§ **Challenge**
Write out, character for character, the line containing "Each instance receives one keypoint. Mark the dark" and all lines after it up to the end of the listing.

• • • • • • •

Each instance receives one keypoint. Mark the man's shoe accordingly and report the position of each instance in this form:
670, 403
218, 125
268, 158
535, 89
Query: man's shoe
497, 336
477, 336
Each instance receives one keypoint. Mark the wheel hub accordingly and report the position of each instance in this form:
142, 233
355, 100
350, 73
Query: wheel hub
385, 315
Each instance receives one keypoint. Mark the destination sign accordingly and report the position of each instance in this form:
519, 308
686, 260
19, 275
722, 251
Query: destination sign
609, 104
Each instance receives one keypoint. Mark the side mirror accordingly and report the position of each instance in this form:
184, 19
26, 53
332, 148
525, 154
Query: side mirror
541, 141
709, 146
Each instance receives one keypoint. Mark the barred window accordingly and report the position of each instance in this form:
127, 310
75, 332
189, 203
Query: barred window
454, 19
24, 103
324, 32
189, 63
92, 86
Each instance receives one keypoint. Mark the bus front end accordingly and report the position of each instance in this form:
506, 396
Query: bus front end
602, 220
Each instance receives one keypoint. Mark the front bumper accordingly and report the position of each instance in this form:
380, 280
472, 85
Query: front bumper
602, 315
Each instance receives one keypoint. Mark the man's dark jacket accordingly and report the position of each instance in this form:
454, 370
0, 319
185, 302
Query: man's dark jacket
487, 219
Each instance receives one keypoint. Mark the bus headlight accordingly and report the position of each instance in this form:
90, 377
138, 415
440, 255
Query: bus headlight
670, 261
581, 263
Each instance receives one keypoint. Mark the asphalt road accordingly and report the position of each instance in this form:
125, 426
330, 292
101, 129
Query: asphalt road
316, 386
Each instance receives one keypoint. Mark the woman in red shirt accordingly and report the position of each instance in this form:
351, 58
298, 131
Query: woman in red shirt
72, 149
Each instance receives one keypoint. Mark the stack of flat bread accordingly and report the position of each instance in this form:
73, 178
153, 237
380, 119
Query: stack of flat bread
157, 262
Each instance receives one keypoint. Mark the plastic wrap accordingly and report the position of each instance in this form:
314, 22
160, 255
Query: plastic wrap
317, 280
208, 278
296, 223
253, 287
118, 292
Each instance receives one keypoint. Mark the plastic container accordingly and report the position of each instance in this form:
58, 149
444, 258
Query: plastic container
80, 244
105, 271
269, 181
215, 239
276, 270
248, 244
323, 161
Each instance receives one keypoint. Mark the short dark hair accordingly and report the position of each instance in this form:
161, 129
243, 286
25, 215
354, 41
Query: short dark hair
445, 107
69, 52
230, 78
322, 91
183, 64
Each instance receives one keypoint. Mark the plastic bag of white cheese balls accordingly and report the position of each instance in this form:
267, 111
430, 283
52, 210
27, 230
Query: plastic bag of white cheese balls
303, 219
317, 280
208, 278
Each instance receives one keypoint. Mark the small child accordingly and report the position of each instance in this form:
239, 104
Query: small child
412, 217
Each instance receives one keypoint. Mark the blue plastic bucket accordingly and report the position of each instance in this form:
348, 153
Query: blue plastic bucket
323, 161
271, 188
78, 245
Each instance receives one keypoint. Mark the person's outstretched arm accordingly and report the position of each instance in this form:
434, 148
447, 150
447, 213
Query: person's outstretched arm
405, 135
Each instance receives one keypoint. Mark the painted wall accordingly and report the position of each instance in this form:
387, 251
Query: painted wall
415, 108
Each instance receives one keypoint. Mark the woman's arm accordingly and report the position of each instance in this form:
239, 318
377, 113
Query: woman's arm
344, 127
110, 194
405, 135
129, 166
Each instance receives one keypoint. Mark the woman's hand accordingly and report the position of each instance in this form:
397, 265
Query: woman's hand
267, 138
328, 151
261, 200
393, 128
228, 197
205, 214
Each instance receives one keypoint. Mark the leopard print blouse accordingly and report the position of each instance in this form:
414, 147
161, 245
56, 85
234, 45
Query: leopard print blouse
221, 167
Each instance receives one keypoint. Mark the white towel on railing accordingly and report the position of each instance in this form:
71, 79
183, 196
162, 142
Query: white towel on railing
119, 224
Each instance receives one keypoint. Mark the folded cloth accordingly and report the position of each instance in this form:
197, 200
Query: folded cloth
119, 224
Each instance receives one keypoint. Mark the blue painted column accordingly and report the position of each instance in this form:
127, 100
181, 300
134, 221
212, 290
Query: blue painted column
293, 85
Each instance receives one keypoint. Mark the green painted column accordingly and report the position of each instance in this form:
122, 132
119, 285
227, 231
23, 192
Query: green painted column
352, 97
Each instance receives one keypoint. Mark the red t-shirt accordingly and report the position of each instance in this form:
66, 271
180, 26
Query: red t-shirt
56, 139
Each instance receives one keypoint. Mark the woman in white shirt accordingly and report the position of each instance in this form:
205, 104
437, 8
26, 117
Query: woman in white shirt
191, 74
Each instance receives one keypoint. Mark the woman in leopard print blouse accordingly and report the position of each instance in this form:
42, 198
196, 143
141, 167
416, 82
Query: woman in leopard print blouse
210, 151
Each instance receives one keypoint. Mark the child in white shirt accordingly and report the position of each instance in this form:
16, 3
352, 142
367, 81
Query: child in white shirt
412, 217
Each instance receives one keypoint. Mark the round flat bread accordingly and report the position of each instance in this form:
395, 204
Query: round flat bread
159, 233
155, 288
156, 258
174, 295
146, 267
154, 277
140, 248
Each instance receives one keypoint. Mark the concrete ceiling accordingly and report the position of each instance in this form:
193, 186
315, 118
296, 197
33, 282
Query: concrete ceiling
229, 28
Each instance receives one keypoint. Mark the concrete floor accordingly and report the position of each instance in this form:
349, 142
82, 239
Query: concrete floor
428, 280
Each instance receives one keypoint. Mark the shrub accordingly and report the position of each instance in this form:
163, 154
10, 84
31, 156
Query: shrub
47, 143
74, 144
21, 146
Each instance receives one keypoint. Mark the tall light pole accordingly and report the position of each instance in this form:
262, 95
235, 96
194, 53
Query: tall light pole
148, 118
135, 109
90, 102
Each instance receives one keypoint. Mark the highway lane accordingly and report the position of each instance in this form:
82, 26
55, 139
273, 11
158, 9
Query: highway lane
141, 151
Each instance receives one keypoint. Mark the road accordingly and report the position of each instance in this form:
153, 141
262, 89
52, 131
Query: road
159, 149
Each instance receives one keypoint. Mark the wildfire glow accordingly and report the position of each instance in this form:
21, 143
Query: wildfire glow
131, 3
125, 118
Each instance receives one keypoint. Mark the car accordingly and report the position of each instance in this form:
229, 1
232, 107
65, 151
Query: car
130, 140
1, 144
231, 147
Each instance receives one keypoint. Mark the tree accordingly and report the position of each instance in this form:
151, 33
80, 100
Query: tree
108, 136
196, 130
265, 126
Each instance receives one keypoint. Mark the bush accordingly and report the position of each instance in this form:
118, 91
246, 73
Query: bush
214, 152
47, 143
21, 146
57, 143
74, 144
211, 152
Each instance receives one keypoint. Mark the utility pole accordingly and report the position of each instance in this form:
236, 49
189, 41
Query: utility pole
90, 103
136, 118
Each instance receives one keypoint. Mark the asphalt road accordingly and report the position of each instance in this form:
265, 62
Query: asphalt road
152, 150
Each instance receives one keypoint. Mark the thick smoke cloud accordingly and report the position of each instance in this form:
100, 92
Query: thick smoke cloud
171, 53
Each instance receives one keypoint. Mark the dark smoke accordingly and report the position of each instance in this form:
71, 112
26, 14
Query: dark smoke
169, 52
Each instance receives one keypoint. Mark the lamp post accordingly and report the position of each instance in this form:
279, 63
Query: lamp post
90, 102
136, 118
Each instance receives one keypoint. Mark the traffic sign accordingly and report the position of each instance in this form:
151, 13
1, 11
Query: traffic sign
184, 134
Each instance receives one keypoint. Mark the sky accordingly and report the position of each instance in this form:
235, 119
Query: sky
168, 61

• • • • • • •

§ **The output**
Each instance receives one keypoint. Mark the dark smoke accordingly and report the position of each instance in this form:
71, 112
26, 14
Query: dark smoke
169, 52
Each instance receives one keypoint. Mark the lamp post accordingly and report the position of each instance in this form:
279, 63
Query: lamp post
90, 102
136, 118
Each instance receives one keypoint. Mark the traffic sign accordingly and report the position of each instance in this form:
151, 13
1, 11
Query: traffic sign
184, 134
Each instance receives one keypoint. Mark the sky accordingly and report the position of each instance in this form:
235, 119
Query: sky
168, 61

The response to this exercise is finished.